Consigne
Transcrivez mot pour mot, s'il vous plaît, le passage de l'extrait sur le web et la primaire socialiste qui commence par "Les partis ayant" et se poursuit jusqu'à "la primaire socialiste.".

Extrait à lire
^^^^

Dans une configuration où un seul des partis saurait utiliser le web, il est clair que la diffusion large d’une information destinée à orienter un vote serait en mesure de faire basculer une substantielle proportion de votes, parce que le web atteint une très large population et parce ce qu’il a une image de « vérité » supérieure aux médias traditionnels dont l’image s’est fortement dégradée (à telle point que « le tir au journaliste » assure un regain d’intérêt à l’endroit des politiques adeptes de ce sport). Dans cette configuration, il suffirait de dire partout et souvent que la vérité est à un endroit, sans contradiction, pour que la probabilité que cela ce produise augmente. Ce phénomène a été très bien illustré par le « il n’y a qu’elle qui peut le battre » qui à force de répétitions s’est autoalimenté et à rendu très improbable tout autre résultat, d’autant plus que pour la primaire socialiste, le web et les médias étaient très en phases.
Les partis ayant assimilé l’intérêt d’un relais sur le web, ils se sont naturellement dotés de moyens d’action sur la toile. Du coup, les probabilités se diluent en fonction du nombre d’acteurs politiques identifiés : a priori et au départ, chacun à une équiprobabilité de chance ce qui réduit d’autant la part de chacun (1 acteur = 100%, 2 acteurs = 50%). Cette dilution aboutit-elle vraiment à un espace équiprobable et à une diminution de la probabilité de « truquer » le résultat pour forcer un événement favorable (en l’occurrence faire basculer suffisamment de votes pour faire basculer une élection) ?
La dernière présidentielle est sur ce point à nouveau très instructive, en particulier la primaire socialiste.
Techniquement, de tous les postulants, Royal avait incontestablement avec Désir D’avenir l’instrument le plus organisé et le mieux à même de quadriller l’électorat.
Strauss-Kahn bénéficiait également d’une présence active avec son blog, mais plus orientée vers la réflexion et l’argumentation militante là où Royal ciblait une présence pertinente du point de vue marketing : écoute des doléances et renvoi vers les internautes sous la forme d’un message « j’ai bien compris que vous m’aviez dit que ». Un marketing inachevé de l’offre contre un marketing ficelé d’une promesse de réponse à la demande.
Enfin, il semble que Fabius, trop confiant dans ses réseaux (façon « vieille politique », parallèle de la « vieille économie »), se soit dès le début privé d’occuper sa part de densité de probabilité internet ; impossible pour lui de peser pour augmenter ses chances et même de diminuer la part des autres, malgré une part respectable au sein des journaux de gauche.
La primaire s’est donc jouée sur le web entre deux candidats, mais avec des moyens n’étaient pas du tout équivalents. Désir d’Avenir a procuré une structure opérationnelle permanente, active et coordonnée, un financement et un cadre identifiable par les autres médias.
La « petite boutique internet » strauss-kahnienne s’est limitée à quelques dizaines d’internautes militant de concert en se relayant sur un mode globalement autonome.

^^^^

Entrées
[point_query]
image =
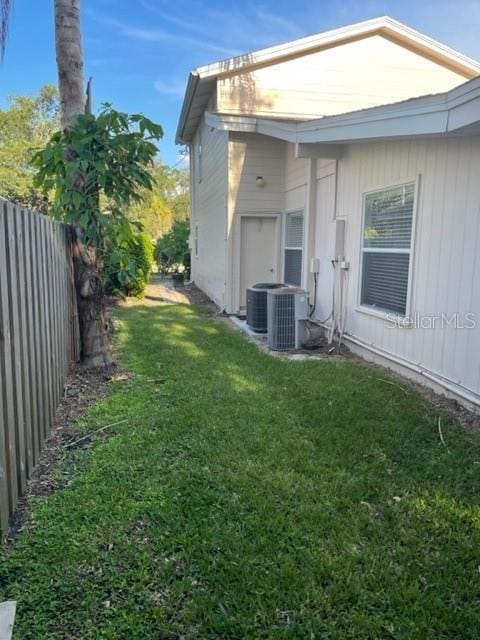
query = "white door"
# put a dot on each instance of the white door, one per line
(258, 252)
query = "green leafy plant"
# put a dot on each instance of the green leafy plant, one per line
(127, 263)
(97, 168)
(172, 251)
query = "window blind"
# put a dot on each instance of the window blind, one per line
(386, 247)
(293, 250)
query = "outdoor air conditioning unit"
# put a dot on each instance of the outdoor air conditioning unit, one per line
(257, 305)
(287, 315)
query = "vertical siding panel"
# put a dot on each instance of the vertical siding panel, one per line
(18, 392)
(43, 317)
(35, 334)
(37, 303)
(23, 293)
(9, 481)
(30, 345)
(445, 263)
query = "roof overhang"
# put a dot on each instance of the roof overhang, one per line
(456, 112)
(202, 81)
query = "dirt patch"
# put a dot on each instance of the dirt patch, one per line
(161, 291)
(82, 389)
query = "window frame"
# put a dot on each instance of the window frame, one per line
(200, 156)
(195, 240)
(285, 247)
(374, 311)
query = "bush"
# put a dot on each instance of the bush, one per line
(171, 250)
(127, 263)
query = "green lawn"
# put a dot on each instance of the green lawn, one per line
(253, 497)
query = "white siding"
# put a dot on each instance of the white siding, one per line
(355, 75)
(296, 178)
(446, 263)
(249, 157)
(209, 211)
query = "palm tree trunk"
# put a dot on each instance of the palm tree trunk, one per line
(94, 350)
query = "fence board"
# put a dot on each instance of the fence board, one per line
(38, 340)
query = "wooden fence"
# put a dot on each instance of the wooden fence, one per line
(38, 340)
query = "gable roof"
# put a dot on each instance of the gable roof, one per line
(455, 113)
(202, 81)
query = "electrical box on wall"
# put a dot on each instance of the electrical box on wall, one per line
(339, 239)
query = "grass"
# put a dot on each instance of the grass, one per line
(251, 497)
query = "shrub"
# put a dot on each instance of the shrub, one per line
(171, 250)
(127, 263)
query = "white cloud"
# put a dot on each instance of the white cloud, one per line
(148, 34)
(175, 88)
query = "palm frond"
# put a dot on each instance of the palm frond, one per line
(5, 6)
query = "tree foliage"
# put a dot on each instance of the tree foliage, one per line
(167, 202)
(171, 250)
(107, 157)
(128, 263)
(25, 126)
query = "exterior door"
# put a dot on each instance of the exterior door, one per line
(258, 252)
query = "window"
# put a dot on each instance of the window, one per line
(293, 249)
(195, 241)
(386, 248)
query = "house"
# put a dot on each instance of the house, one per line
(347, 163)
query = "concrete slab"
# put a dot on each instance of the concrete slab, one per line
(7, 618)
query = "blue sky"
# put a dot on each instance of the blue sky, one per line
(139, 52)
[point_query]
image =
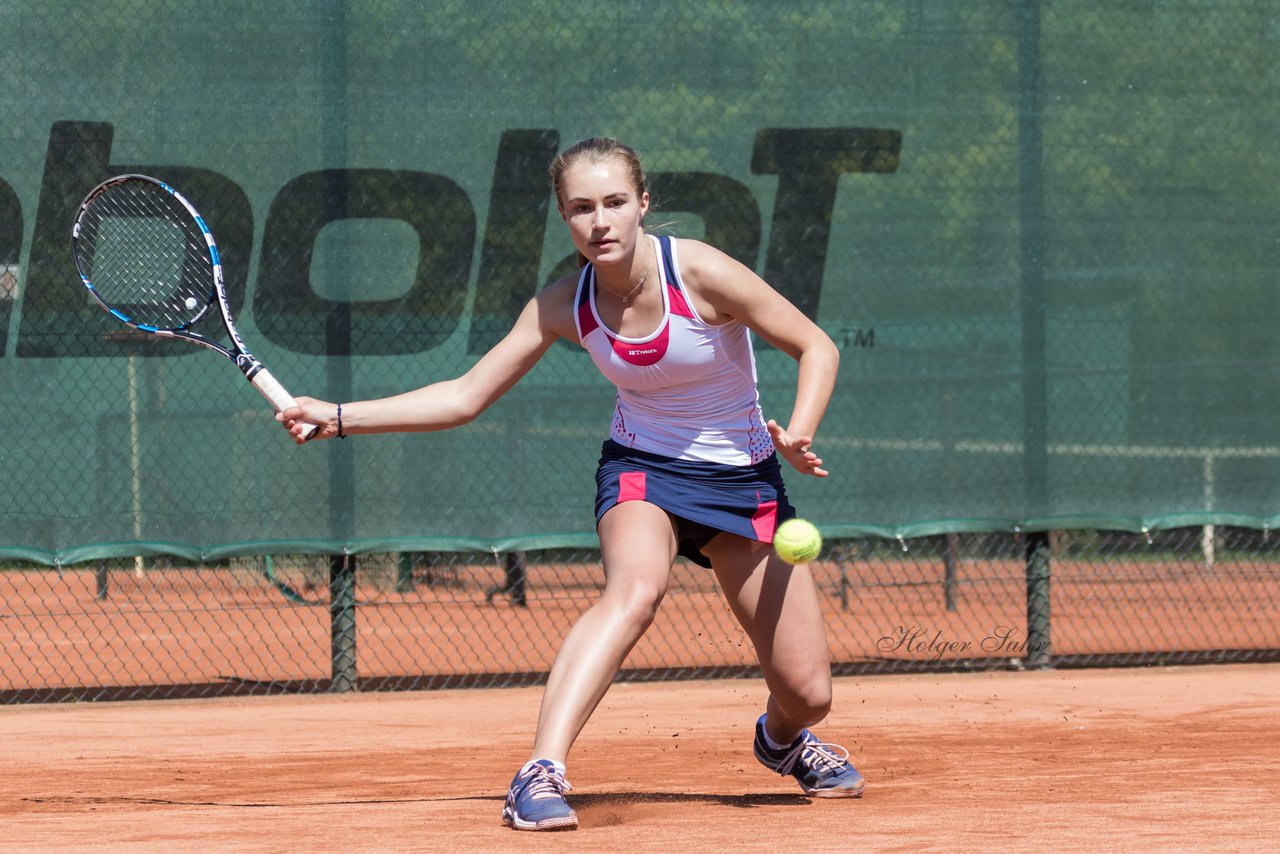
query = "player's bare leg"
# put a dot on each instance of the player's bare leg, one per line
(778, 607)
(638, 547)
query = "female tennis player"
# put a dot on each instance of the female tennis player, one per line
(690, 466)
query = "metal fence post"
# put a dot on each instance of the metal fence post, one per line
(1038, 599)
(342, 622)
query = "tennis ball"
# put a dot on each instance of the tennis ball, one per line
(796, 540)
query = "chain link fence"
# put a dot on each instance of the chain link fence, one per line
(156, 628)
(1042, 234)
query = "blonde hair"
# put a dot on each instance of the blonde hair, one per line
(597, 150)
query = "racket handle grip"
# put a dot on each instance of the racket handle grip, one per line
(272, 389)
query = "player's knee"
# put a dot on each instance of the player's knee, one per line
(808, 702)
(639, 603)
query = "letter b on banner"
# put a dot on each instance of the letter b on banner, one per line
(291, 313)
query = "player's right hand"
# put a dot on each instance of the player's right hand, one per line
(309, 410)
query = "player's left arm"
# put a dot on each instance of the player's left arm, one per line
(735, 292)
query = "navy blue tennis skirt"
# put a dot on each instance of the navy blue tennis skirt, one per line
(704, 497)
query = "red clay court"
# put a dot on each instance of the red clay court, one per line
(1174, 758)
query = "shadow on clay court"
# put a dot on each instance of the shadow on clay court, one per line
(635, 798)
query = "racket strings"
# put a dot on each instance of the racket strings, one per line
(146, 256)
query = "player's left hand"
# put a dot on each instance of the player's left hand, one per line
(796, 451)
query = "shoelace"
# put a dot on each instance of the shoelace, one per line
(814, 754)
(545, 782)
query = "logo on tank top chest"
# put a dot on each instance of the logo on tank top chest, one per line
(647, 354)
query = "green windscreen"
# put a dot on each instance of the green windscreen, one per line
(1043, 236)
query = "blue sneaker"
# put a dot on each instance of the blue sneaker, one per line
(823, 770)
(536, 799)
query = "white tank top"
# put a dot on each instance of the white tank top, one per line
(685, 391)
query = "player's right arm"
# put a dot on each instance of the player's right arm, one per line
(453, 402)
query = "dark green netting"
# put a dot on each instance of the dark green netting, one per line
(1043, 236)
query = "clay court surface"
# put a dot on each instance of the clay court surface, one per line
(1175, 758)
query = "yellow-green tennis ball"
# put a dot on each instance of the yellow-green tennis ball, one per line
(796, 540)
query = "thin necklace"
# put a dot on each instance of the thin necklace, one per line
(626, 300)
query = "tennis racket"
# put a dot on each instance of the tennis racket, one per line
(149, 259)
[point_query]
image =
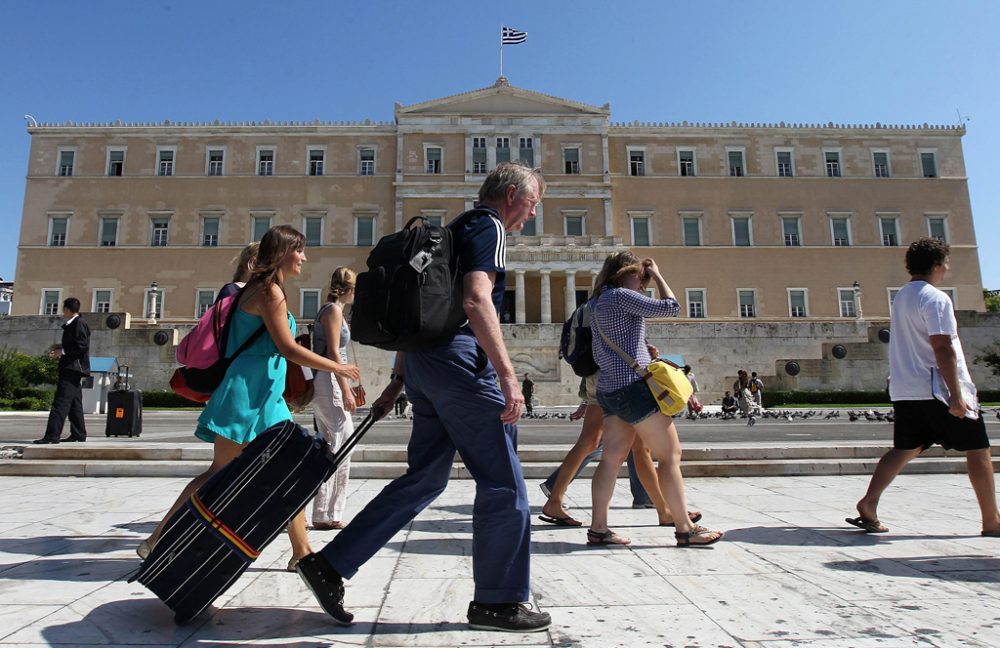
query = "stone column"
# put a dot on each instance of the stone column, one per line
(570, 292)
(519, 297)
(546, 297)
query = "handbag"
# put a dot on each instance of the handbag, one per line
(667, 382)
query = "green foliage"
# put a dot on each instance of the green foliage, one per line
(991, 358)
(167, 399)
(992, 299)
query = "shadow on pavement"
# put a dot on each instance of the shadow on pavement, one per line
(123, 622)
(961, 568)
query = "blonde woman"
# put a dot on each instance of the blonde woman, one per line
(333, 401)
(619, 309)
(248, 401)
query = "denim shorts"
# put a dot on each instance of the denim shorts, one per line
(632, 404)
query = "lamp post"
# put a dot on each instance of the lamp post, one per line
(152, 302)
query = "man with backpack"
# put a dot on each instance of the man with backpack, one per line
(458, 405)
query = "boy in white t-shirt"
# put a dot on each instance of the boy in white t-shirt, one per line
(932, 395)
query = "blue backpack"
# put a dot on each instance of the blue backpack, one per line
(576, 343)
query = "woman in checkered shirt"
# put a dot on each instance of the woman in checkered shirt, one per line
(620, 307)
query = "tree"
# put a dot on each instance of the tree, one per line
(992, 299)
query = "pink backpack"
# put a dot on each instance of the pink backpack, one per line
(203, 346)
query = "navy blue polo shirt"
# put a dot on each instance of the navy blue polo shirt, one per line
(480, 242)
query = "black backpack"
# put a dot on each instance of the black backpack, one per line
(410, 298)
(576, 343)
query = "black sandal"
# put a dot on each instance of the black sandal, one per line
(608, 537)
(684, 539)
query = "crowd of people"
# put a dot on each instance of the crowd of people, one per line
(466, 397)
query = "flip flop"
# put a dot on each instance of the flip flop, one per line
(868, 526)
(694, 516)
(563, 521)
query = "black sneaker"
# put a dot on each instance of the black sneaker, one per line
(326, 585)
(507, 617)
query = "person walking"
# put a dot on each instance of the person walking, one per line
(74, 365)
(629, 407)
(465, 397)
(249, 401)
(933, 396)
(333, 398)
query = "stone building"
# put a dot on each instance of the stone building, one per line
(748, 221)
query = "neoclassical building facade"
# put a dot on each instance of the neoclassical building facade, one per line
(747, 221)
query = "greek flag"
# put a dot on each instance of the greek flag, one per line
(510, 36)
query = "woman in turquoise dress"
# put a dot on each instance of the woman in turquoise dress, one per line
(249, 399)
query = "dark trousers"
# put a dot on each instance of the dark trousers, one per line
(68, 401)
(456, 406)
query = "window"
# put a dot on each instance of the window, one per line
(313, 229)
(309, 304)
(58, 231)
(116, 161)
(265, 161)
(503, 150)
(165, 162)
(216, 161)
(432, 157)
(889, 228)
(791, 231)
(210, 231)
(637, 162)
(848, 304)
(686, 162)
(841, 232)
(748, 303)
(109, 231)
(161, 232)
(784, 161)
(574, 224)
(260, 226)
(366, 161)
(736, 163)
(937, 228)
(479, 155)
(317, 158)
(203, 301)
(928, 164)
(571, 161)
(696, 302)
(66, 160)
(797, 302)
(102, 300)
(640, 230)
(880, 163)
(153, 304)
(526, 150)
(364, 231)
(741, 231)
(692, 230)
(51, 302)
(832, 163)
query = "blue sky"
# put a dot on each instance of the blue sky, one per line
(888, 61)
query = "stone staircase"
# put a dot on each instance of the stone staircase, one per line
(388, 461)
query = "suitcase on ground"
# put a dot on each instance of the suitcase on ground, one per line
(221, 530)
(124, 413)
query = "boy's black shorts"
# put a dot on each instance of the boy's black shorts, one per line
(921, 424)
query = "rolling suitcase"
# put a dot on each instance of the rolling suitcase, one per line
(224, 526)
(124, 413)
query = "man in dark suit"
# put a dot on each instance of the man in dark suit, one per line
(74, 364)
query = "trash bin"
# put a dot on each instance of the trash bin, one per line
(95, 394)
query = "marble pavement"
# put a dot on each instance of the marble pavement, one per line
(790, 572)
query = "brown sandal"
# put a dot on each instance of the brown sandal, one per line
(684, 539)
(608, 537)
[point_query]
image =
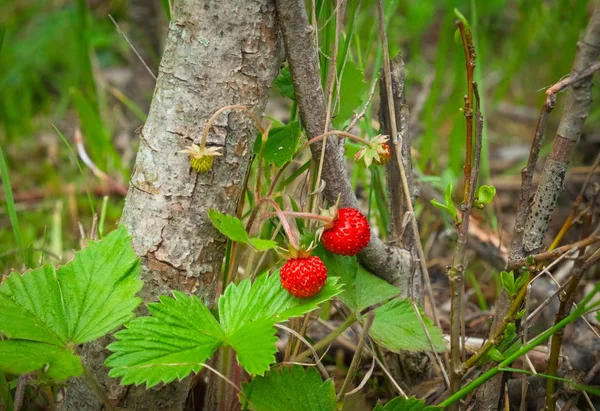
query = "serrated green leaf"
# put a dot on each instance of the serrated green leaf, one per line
(254, 344)
(262, 245)
(361, 288)
(99, 287)
(182, 333)
(175, 341)
(230, 226)
(266, 299)
(284, 83)
(485, 194)
(291, 389)
(5, 396)
(522, 280)
(32, 307)
(282, 144)
(51, 362)
(397, 327)
(88, 297)
(406, 404)
(352, 90)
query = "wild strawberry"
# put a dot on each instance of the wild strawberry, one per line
(348, 233)
(385, 153)
(303, 277)
(202, 158)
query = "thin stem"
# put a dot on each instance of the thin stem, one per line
(404, 180)
(337, 133)
(285, 223)
(301, 214)
(357, 356)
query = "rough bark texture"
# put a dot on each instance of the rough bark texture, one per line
(552, 180)
(218, 52)
(390, 263)
(400, 231)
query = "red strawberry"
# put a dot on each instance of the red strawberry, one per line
(349, 233)
(303, 277)
(385, 152)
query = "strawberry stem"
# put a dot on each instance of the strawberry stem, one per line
(338, 133)
(284, 222)
(297, 214)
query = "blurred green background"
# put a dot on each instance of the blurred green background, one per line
(64, 65)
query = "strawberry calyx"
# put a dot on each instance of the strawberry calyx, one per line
(202, 157)
(378, 151)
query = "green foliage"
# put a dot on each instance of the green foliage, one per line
(352, 90)
(484, 195)
(361, 288)
(282, 144)
(397, 327)
(182, 333)
(406, 404)
(232, 228)
(47, 311)
(10, 206)
(284, 83)
(448, 206)
(291, 389)
(512, 285)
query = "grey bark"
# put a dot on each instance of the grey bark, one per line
(401, 234)
(390, 263)
(217, 53)
(551, 184)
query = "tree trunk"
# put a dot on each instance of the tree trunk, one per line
(217, 53)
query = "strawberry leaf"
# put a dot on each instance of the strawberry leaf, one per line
(182, 333)
(352, 90)
(232, 228)
(282, 143)
(397, 327)
(175, 341)
(361, 288)
(88, 297)
(22, 357)
(291, 389)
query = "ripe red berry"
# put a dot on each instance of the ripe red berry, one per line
(349, 234)
(303, 277)
(385, 153)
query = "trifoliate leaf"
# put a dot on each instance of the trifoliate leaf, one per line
(254, 344)
(284, 83)
(32, 307)
(99, 287)
(182, 333)
(262, 245)
(352, 90)
(175, 341)
(230, 226)
(406, 404)
(49, 361)
(290, 389)
(282, 144)
(361, 288)
(88, 297)
(397, 327)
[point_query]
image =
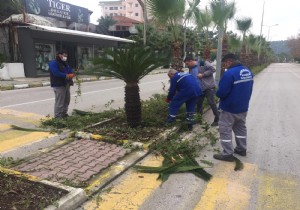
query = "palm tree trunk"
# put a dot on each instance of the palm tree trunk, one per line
(133, 104)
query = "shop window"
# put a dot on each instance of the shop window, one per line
(44, 53)
(84, 58)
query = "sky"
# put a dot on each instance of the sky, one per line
(281, 17)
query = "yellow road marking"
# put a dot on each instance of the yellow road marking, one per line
(228, 189)
(8, 114)
(13, 139)
(4, 127)
(131, 192)
(278, 192)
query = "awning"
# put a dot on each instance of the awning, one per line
(77, 33)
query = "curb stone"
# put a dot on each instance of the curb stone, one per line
(21, 86)
(73, 199)
(32, 148)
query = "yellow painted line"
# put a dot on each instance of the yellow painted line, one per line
(278, 192)
(4, 127)
(228, 189)
(130, 193)
(19, 174)
(22, 116)
(13, 139)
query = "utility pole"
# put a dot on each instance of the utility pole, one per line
(261, 25)
(219, 51)
(145, 21)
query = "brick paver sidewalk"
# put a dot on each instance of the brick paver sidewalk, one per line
(77, 161)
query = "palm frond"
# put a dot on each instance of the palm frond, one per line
(129, 64)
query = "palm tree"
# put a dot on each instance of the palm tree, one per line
(244, 25)
(130, 64)
(173, 14)
(234, 43)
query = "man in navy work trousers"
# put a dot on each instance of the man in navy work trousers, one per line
(61, 78)
(184, 88)
(234, 91)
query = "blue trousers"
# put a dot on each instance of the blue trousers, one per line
(178, 100)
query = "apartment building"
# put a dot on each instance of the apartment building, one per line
(127, 8)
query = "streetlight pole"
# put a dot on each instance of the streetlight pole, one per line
(261, 24)
(219, 50)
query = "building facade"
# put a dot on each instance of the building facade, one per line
(34, 38)
(127, 8)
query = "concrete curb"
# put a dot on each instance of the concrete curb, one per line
(73, 199)
(21, 86)
(113, 172)
(32, 148)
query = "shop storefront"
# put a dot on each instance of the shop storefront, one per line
(38, 45)
(35, 44)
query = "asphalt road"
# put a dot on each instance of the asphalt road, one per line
(95, 96)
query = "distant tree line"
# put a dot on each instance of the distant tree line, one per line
(294, 45)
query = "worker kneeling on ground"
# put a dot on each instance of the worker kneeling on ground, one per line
(184, 88)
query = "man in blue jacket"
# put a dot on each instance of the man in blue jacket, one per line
(184, 88)
(234, 91)
(61, 78)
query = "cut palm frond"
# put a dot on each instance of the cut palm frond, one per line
(180, 164)
(80, 112)
(15, 127)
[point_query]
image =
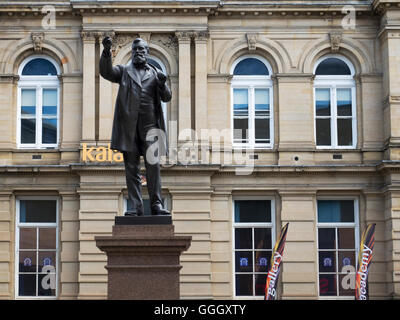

^^^^

Corrigé
Les partis ayant assimilé l’intérêt d’un relais sur le web, ils se sont naturellement dotés de moyens d’action sur la toile. Du coup, les probabilités se diluent en fonction du nombre d’acteurs politiques identifiés : a priori et au départ, chacun à une équiprobabilité de chance ce qui réduit d’autant la part de chacun (1 acteur = 100%, 2 acteurs = 50%). Cette dilution aboutit-elle vraiment à un espace équiprobable et à une diminution de la probabilité de « truquer » le résultat pour forcer un événement favorable (en l’occurrence faire basculer suffisamment de votes pour faire basculer une élection) ?
La dernière présidentielle est sur ce point à nouveau très instructive, en particulier la primaire socialiste.